• [Exercise] Go through the entries below and return every line that contains "queried".

Source records

○ ○ ○ ○ ○

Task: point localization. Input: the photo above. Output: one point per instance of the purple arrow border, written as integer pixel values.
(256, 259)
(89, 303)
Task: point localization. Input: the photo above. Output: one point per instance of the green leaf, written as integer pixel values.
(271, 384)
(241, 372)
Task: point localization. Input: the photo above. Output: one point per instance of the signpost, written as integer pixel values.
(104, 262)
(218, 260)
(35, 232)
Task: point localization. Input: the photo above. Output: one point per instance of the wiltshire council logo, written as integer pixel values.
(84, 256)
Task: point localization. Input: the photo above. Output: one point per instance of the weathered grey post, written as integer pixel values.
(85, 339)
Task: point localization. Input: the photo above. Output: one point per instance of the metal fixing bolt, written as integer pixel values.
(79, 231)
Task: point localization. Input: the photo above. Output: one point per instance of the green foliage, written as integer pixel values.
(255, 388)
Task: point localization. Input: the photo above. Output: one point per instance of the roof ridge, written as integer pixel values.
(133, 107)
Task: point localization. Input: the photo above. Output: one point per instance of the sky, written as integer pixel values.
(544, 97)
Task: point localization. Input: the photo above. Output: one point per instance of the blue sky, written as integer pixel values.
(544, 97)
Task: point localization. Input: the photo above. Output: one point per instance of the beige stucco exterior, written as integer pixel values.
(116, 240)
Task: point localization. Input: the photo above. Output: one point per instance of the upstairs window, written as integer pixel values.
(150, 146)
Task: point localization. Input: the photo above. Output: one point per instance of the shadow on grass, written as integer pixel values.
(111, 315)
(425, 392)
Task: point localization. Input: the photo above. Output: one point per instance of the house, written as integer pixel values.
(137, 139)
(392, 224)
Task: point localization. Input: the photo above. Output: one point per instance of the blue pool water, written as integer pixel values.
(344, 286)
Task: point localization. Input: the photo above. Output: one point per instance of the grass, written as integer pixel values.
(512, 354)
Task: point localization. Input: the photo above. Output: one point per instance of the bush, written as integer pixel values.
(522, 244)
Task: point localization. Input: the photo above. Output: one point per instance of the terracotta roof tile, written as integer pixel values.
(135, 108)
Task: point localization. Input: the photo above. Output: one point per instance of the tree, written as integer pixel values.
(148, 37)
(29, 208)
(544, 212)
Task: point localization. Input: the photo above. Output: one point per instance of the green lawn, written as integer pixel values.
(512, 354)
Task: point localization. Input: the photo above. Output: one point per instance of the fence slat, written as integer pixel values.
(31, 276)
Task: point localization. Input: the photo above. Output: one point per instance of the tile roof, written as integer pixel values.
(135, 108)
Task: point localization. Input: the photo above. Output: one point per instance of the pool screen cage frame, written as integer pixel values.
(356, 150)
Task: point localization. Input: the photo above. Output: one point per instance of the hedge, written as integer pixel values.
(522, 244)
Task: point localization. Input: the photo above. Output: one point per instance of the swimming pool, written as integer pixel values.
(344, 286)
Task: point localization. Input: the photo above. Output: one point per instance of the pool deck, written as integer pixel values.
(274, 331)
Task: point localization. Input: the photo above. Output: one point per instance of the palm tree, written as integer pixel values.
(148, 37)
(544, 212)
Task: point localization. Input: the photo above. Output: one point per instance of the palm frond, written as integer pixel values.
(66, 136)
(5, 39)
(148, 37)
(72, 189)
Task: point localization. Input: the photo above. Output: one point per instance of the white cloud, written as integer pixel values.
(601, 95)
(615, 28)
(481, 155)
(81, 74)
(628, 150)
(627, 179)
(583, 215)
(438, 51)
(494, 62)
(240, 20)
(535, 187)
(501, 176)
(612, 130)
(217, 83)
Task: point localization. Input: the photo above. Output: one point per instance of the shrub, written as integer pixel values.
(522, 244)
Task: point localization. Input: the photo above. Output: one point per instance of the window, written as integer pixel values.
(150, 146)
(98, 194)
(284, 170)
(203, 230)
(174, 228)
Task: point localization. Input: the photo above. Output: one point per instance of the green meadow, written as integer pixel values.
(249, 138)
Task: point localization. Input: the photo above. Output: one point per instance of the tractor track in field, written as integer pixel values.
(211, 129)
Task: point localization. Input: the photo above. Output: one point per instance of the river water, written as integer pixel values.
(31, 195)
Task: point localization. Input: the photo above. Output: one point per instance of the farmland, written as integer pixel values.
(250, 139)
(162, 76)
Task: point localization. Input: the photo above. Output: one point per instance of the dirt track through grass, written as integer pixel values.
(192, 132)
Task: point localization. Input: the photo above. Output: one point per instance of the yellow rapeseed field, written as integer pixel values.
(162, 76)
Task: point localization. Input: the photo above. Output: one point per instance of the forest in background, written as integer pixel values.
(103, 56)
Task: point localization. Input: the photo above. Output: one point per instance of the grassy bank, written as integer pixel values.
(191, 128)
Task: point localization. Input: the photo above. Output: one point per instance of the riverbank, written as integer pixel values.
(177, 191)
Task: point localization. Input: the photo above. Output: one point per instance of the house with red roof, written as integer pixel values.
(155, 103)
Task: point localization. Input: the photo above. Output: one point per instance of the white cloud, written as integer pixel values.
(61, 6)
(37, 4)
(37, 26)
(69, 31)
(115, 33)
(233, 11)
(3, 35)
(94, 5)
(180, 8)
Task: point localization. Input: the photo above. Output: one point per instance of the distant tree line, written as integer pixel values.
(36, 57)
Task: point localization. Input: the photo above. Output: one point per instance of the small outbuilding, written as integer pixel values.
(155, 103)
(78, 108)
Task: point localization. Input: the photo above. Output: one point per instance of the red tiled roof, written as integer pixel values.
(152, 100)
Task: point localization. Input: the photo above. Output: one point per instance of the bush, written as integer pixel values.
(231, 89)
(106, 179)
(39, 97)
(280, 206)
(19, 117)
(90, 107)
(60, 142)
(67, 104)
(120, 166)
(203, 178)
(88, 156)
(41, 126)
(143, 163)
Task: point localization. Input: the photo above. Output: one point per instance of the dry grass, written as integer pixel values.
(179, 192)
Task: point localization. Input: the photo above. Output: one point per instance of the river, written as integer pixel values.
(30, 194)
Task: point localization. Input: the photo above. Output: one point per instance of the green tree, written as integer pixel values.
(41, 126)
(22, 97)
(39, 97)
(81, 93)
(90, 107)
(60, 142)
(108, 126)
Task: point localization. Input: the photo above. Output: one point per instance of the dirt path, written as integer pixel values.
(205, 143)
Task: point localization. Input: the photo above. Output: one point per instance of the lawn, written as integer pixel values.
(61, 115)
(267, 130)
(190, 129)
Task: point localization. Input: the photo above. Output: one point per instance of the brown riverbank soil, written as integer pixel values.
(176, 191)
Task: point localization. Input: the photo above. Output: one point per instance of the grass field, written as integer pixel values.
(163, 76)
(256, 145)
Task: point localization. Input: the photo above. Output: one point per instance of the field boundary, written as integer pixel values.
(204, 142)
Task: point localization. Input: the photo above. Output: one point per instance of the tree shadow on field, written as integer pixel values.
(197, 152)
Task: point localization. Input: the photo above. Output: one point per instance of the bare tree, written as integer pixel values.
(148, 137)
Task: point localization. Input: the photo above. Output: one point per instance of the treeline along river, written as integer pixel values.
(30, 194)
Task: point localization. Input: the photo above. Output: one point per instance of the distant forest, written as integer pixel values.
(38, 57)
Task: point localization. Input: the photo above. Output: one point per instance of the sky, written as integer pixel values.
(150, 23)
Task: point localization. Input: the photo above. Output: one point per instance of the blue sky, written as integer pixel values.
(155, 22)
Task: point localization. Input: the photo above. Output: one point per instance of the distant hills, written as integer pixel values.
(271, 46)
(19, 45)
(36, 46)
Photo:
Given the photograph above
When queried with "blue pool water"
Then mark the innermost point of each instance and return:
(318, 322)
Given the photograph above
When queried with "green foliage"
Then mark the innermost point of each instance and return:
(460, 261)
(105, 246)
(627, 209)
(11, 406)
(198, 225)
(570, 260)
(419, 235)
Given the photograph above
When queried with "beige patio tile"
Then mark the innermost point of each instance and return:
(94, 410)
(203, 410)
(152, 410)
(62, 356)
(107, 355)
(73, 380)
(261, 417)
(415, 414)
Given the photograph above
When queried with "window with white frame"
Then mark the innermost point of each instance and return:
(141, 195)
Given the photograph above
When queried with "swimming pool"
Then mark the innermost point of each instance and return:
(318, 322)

○ ○ ○ ○ ○

• [Exercise answer]
When queried with "blue pool water"
When queried with "green foliage"
When queried with "beige patio tile"
When queried with "window with white frame"
When queried with "swimming pool"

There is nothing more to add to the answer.